▸ **PASSAGE TO READ**
• • • •

# Soulful house mix inside



## edsel (Aug 22, 2008)

A new mix by me. Its a bit more upfront than the last couple. If you like what you hear, individual tracks can be purchased here. www.traxsource.com

streaming link http://www.zshare.net/audio/65323119af28a2d7/

Download link http://www.zshare.net/download/65323119af28a2d7/

I'll also be playing a live show 8pm tonight (Thursday) www.dv.fm click the posh B&O speaker to listen.

Enjoy

Stevo


----------



## Auto Finesse (Jan 10, 2007)

Im all over this 

Il lock in to the DV show too, i was just thinking if i should go radio or not tomorrow.


----------



## edsel (Aug 22, 2008)

Cheers bro :thumb:


----------



## Auto Finesse (Jan 10, 2007)

the quality is a bit distorted on the highs mate


----------



## edsel (Aug 22, 2008)

The recording or live show?
It was recorded from line in with real player so wont be studio
quality.


----------



## Auto Finesse (Jan 10, 2007)

Maybe its the limiter/compressor thats making it sound a bit rough, its better now (21.06) but the three tunes before i had to turn it down due to treble distortion, im listening in a studio and my monitors are pretty sensitive.


----------



## Auto Finesse (Jan 10, 2007)

Oh and what ever this track is now i need details on that one


----------



## edsel (Aug 22, 2008)

getting crossed wires, mix or live?


----------



## Auto Finesse (Jan 10, 2007)

the live show mate


----------



## gazzathom2 (Sep 9, 2009)

cheers mate


----------



## BILL (May 12, 2006)

Cheers again Steve :thumb:


----------

• • • •

▸ **PROVIDED RECORDS**
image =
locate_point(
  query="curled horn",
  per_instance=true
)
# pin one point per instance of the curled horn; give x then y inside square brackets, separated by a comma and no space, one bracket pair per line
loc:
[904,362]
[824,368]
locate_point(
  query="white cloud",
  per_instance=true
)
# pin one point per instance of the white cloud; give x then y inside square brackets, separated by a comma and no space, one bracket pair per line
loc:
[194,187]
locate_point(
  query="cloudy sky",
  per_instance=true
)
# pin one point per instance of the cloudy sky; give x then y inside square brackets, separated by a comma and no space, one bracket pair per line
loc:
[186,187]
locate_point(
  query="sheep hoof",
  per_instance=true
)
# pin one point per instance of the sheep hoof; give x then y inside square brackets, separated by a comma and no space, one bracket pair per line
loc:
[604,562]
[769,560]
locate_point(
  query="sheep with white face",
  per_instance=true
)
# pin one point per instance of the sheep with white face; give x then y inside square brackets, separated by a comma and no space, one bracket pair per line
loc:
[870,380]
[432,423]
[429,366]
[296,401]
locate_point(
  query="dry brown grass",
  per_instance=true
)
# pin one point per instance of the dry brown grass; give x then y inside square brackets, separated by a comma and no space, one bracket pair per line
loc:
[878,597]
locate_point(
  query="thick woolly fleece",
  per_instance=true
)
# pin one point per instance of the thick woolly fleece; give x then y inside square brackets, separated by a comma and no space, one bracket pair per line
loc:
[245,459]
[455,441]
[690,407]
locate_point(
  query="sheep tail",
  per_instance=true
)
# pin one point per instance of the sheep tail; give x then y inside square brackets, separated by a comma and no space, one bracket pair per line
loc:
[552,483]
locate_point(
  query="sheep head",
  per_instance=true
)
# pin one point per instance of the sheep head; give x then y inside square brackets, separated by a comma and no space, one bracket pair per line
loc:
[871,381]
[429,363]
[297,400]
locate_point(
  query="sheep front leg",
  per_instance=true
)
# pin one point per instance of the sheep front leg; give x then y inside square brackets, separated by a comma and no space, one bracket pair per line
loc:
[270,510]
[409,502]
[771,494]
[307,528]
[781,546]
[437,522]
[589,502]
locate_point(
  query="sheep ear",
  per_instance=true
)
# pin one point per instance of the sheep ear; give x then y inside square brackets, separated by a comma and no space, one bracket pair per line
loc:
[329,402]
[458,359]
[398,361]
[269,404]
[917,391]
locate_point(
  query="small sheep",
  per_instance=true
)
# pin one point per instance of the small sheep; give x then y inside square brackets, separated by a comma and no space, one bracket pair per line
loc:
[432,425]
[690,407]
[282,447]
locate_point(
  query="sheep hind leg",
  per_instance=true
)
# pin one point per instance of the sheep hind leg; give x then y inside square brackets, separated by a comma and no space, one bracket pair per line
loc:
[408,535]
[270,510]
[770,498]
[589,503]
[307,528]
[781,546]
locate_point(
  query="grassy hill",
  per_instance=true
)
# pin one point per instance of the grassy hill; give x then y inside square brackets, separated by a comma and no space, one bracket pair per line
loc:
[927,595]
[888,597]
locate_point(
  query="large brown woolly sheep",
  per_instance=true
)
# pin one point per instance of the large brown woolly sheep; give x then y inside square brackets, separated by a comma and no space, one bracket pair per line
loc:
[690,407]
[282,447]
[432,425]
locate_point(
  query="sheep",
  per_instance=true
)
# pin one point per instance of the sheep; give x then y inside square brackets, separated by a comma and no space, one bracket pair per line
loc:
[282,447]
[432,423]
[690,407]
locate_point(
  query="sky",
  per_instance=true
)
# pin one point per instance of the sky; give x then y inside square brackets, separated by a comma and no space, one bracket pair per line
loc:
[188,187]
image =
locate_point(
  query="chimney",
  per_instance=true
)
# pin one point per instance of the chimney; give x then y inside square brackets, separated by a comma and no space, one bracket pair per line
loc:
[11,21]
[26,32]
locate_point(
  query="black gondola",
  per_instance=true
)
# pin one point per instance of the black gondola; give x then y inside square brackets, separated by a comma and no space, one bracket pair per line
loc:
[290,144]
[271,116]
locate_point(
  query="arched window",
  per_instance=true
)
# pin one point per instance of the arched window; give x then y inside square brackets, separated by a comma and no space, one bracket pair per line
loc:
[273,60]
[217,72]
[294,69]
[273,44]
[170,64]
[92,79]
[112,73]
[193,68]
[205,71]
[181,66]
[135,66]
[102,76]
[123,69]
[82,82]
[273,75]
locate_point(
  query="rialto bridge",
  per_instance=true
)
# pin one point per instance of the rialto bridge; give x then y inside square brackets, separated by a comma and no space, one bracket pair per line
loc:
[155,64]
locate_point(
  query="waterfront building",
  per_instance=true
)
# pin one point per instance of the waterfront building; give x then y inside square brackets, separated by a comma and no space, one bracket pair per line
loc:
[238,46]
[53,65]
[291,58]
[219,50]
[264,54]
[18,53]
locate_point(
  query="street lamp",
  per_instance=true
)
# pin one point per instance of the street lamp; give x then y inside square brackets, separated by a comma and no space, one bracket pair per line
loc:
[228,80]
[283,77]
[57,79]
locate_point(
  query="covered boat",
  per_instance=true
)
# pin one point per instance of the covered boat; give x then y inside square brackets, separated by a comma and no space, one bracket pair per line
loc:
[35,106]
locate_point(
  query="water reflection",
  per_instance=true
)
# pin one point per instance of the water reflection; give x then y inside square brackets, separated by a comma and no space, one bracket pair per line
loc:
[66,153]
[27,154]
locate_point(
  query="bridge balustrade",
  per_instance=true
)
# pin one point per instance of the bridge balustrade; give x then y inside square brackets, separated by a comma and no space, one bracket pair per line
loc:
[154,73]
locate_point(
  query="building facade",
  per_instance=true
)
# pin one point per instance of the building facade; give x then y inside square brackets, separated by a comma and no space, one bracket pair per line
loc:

• • • •

▸ **WHAT IS NEEDED**
Reproduce verbatim the passage of the soulful house mix thread above from "A new mix by" to "speaker to listen.".

▸ **WRITTEN REPLY**
A new mix by me. Its a bit more upfront than the last couple. If you like what you hear, individual tracks can be purchased here. www.traxsource.com

streaming link http://www.zshare.net/audio/65323119af28a2d7/

Download link http://www.zshare.net/download/65323119af28a2d7/

I'll also be playing a live show 8pm tonight (Thursday) www.dv.fm click the posh B&O speaker to listen.